[Opening SOURCE DATA section]
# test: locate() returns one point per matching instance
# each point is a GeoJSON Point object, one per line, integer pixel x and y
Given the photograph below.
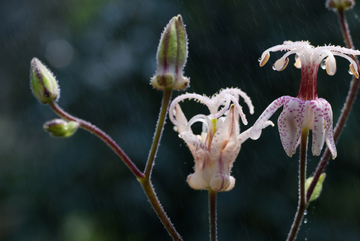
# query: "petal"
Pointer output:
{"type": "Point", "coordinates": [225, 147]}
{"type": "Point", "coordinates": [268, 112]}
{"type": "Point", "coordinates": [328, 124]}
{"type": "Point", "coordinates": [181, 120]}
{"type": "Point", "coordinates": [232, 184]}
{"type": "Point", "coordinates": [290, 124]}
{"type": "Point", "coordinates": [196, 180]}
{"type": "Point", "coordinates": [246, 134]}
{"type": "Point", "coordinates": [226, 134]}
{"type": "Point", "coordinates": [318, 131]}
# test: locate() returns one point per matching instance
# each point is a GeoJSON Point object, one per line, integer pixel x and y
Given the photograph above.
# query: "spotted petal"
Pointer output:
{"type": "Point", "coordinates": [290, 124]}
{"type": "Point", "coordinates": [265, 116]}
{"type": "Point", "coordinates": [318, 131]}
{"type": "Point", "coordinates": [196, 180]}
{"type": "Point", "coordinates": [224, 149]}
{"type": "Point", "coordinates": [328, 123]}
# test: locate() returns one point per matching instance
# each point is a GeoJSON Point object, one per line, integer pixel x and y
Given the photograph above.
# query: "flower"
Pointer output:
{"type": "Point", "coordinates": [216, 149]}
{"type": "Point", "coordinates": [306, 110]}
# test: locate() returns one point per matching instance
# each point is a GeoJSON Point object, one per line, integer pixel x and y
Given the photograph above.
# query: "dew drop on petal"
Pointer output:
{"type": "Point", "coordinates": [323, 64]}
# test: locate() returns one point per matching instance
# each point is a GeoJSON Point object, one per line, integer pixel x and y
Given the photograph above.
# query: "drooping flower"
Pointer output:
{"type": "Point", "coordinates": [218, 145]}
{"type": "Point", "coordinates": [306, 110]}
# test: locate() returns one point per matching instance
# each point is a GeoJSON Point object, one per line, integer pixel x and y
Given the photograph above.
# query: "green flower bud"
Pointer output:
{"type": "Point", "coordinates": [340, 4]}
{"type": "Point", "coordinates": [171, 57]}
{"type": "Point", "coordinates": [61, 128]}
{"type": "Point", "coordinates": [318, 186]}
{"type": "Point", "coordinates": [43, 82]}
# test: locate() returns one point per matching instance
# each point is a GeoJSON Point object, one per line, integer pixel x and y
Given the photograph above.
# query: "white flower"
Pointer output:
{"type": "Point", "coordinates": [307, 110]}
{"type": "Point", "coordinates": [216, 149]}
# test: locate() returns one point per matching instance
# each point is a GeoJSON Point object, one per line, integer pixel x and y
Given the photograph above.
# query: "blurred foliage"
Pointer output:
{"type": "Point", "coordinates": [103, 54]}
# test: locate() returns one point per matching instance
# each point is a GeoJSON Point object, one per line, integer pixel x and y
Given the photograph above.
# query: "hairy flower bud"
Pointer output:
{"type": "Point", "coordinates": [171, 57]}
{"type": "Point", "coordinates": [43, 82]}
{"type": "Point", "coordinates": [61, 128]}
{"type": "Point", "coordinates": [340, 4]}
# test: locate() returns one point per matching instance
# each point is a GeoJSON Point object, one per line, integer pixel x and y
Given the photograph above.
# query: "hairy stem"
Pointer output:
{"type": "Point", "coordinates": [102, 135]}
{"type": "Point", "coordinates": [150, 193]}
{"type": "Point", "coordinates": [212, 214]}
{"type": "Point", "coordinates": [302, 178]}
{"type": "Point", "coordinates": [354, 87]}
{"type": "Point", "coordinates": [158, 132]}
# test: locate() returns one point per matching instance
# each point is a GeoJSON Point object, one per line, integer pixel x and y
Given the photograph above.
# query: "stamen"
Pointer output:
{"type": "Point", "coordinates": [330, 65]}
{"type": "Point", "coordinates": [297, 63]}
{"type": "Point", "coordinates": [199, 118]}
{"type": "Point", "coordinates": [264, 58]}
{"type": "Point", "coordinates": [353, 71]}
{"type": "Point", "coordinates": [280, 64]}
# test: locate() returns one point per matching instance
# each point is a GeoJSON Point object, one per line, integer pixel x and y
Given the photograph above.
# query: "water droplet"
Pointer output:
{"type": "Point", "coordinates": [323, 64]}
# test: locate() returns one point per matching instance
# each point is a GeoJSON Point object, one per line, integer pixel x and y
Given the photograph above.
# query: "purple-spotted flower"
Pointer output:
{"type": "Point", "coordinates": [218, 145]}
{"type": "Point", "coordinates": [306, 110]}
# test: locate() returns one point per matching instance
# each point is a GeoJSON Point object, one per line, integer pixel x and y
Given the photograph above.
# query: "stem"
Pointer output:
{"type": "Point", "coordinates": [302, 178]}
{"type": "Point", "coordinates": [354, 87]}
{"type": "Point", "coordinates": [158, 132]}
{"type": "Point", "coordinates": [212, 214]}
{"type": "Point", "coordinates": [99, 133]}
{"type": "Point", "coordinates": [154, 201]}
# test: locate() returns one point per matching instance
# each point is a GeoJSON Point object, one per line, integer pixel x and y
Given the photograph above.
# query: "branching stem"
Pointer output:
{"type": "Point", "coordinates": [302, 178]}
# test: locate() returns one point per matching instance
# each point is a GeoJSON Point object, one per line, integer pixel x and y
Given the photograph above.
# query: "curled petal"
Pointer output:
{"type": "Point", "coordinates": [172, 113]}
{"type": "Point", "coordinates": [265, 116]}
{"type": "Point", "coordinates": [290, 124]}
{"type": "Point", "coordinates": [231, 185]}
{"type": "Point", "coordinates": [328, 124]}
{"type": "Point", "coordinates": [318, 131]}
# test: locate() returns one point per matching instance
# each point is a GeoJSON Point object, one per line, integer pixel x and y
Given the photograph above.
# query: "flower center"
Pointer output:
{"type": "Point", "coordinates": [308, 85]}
[Closing SOURCE DATA section]
[Opening SOURCE DATA section]
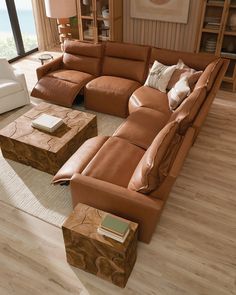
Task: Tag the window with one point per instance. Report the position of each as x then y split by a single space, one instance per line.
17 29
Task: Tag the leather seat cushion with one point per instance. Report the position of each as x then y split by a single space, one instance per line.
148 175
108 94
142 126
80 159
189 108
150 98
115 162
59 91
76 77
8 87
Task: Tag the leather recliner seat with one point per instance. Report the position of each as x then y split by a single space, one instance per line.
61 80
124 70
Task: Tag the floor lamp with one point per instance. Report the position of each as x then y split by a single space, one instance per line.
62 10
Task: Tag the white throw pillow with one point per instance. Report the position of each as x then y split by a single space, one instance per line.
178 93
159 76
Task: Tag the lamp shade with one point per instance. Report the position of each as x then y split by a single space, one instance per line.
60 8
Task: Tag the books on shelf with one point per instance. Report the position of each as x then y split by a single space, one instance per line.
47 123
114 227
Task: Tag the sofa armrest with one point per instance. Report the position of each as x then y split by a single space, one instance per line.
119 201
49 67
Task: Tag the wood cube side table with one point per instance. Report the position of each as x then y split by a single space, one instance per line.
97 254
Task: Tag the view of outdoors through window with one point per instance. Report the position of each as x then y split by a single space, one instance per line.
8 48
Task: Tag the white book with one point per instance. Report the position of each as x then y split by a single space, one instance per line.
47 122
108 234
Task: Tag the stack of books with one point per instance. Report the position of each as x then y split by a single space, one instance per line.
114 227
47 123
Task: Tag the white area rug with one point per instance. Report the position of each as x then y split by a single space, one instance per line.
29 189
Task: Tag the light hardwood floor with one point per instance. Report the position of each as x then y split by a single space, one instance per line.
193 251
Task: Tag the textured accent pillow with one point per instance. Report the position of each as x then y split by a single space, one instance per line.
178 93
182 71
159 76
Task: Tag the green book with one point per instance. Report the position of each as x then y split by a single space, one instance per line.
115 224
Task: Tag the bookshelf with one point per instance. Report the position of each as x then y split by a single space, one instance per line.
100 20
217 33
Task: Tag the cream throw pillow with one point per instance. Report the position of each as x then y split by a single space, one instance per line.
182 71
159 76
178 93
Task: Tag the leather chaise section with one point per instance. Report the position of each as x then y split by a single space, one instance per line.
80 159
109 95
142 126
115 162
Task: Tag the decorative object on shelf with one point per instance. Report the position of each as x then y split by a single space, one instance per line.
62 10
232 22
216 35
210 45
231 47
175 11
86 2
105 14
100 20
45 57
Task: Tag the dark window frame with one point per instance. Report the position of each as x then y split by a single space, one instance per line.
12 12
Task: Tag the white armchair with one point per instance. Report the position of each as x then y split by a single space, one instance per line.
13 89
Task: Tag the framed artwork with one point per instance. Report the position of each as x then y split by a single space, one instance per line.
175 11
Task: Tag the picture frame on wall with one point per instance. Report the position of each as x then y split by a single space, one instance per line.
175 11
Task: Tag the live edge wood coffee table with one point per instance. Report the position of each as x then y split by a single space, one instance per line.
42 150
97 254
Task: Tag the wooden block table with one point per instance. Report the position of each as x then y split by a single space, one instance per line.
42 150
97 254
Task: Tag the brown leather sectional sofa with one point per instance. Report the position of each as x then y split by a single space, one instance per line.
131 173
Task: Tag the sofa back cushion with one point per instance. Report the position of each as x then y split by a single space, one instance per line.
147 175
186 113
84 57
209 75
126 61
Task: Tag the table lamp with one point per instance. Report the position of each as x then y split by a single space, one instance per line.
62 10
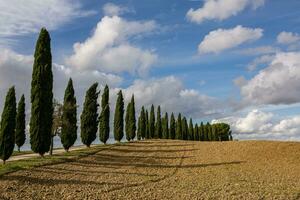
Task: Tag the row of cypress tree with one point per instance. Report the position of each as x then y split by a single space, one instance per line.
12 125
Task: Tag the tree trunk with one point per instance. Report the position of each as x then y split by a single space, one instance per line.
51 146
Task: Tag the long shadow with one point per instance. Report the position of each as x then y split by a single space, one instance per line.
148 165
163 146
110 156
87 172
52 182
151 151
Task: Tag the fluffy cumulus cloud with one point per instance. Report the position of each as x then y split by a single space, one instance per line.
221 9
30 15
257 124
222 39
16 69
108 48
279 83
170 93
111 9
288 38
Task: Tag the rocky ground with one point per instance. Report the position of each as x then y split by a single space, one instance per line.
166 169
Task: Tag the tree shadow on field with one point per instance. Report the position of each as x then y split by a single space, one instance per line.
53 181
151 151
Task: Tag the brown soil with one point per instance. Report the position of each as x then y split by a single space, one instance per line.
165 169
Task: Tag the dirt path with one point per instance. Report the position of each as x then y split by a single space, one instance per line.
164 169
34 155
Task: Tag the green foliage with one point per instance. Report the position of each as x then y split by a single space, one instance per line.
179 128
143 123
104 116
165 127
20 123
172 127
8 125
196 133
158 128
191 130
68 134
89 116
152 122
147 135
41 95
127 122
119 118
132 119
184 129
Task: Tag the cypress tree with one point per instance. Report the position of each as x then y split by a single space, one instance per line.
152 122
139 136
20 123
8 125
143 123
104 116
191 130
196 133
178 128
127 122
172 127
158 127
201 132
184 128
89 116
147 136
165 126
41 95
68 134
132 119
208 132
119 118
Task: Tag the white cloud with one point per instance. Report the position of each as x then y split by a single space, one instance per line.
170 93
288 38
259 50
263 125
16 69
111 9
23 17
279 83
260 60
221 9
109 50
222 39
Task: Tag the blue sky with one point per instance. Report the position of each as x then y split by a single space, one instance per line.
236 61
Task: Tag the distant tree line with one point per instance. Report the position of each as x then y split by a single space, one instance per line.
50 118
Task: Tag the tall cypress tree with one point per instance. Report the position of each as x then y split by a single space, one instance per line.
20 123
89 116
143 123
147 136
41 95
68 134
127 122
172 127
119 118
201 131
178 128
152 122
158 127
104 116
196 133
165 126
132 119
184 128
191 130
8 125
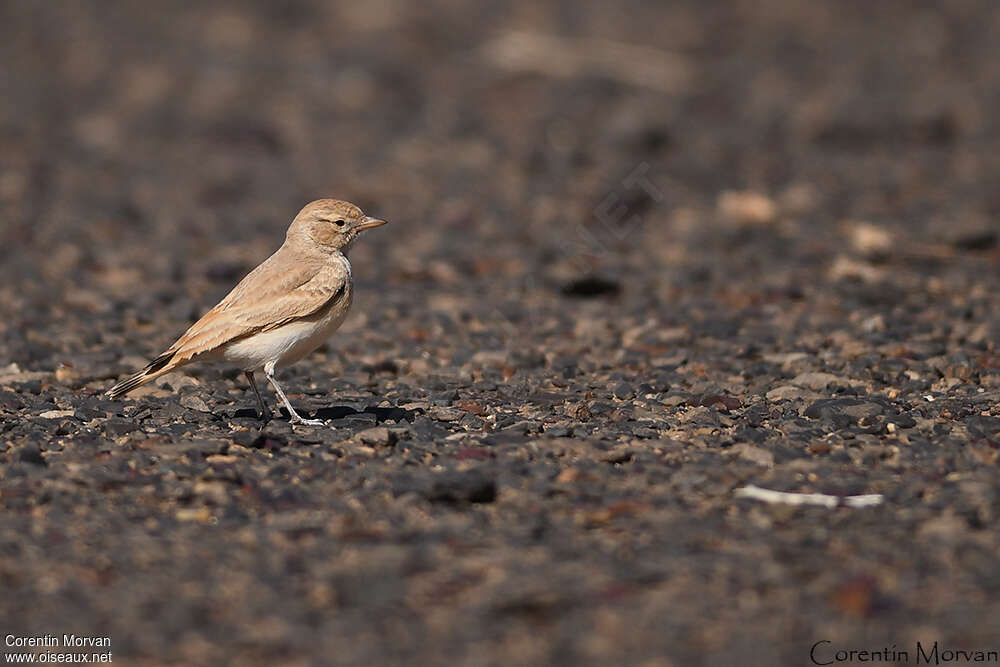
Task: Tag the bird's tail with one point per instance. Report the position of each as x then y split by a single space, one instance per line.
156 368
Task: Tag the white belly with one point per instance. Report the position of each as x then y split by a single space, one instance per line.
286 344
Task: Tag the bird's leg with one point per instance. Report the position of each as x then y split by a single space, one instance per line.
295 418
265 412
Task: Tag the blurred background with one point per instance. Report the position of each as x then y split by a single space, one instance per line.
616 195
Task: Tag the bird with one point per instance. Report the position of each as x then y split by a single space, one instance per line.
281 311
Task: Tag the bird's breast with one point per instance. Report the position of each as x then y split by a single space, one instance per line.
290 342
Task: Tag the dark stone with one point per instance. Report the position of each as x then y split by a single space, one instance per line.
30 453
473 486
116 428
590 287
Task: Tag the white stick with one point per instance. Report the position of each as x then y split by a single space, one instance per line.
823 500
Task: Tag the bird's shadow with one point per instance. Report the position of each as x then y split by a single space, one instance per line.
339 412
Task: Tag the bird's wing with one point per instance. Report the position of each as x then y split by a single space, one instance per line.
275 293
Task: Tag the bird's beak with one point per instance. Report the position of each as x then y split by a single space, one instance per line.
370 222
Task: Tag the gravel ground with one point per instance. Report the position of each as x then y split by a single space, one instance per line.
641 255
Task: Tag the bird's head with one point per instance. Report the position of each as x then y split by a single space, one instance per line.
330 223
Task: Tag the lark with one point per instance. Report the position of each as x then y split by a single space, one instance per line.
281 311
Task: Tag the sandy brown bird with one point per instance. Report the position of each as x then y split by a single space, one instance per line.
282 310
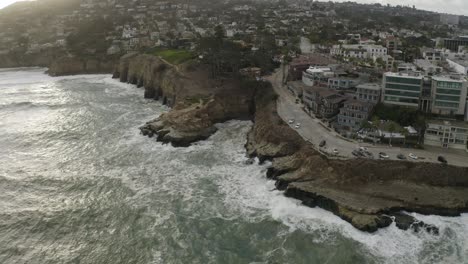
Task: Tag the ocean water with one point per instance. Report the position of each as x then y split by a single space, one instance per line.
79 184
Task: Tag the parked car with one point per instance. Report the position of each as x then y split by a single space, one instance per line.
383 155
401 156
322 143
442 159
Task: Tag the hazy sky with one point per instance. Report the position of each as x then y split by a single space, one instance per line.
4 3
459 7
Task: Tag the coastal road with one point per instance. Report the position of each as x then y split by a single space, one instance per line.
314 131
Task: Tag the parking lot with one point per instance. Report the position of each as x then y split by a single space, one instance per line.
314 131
[Closing SOURCE DATA section]
[Opening SOURCE DATA section]
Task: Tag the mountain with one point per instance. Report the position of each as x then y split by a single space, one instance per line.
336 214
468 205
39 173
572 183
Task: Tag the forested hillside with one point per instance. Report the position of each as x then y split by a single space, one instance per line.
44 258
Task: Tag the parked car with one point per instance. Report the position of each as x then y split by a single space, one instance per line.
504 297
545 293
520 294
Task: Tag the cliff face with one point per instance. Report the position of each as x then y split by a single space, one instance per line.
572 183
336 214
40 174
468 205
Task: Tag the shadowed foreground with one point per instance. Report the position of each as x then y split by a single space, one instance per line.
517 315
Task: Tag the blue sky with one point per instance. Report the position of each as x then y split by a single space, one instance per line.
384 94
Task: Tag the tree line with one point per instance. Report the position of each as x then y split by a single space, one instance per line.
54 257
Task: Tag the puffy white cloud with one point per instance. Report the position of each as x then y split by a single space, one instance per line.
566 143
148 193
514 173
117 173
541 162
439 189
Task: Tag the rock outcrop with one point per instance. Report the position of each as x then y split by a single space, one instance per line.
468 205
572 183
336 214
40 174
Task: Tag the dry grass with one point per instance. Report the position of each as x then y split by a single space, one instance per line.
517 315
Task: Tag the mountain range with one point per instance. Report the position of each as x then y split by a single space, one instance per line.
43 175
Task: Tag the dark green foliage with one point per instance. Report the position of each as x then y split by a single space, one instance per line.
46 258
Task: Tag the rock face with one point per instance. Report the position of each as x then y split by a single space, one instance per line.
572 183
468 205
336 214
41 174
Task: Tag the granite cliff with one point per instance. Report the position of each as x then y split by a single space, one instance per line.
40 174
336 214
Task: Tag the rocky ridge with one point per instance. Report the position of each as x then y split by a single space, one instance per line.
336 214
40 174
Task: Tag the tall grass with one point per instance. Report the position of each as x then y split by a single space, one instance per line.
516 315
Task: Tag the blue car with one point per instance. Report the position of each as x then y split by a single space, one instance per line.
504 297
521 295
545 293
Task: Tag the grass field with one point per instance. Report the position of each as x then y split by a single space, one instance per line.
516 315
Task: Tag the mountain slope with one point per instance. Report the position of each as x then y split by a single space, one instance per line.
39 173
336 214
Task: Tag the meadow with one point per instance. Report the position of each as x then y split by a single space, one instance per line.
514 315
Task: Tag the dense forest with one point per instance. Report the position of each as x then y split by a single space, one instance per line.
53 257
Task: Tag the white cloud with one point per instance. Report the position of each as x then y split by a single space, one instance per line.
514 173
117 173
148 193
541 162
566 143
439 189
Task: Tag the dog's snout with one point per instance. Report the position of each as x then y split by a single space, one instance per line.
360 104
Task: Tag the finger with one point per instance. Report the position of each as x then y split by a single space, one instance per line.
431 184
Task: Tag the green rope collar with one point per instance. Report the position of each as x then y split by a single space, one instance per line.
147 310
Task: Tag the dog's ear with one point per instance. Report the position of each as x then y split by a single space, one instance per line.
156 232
[Closing SOURCE DATA section]
[TASK GOAL]:
Tally the lines of the listing above that include the word "flower". Answer with the number alone.

[TASK RESULT]:
7